*Exercises to complete*.
a) In the parameter documentation below, could you rewrite the description that begins "logical for plotting" as a short bulleted list that keeps its main facts?
b) According to the parameter documentation below, what does the solid vertical line represent?

*Extracted text*.
########################################

We strongly advise against changing this parameter from the
default.
d_lines
- short for “density
lines”, a logical determining whether the median change point values
estimated from each taxon’s density function, is plotted. If TRUE, a
dashed, black vertical line will be plotted. default = FALSE (The solid
vertical line represents the median from the actual bootstrap
changepoint distribution).
trans
- applies “identity”,
“log10” or “sqrt” transformation to the x-axis. Set minimum value of
xlim(,) to > 0 if trans = “log10”. default=“identity”
xaxis
- logical for plotting
solid black line and tick marks for x-axis (single panel) or x-axes
(multi-panel). When FALSE, only the gray grid lines are plotted.

########################################

*Data provided*.
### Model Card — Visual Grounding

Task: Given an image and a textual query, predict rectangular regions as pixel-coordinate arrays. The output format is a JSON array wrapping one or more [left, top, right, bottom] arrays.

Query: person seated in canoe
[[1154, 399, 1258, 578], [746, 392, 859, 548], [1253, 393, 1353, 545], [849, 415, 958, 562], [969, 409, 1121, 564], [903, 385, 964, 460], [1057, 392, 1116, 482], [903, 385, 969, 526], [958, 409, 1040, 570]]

########################################

*Exercise responses*.
a)
- Takes a logical value.
- Controls whether a solid black line and tick marks are drawn for the x-axis (single panel) or x-axes (multi-panel).
- When FALSE, only the gray grid lines are plotted.

b) The median from the actual bootstrap changepoint distribution.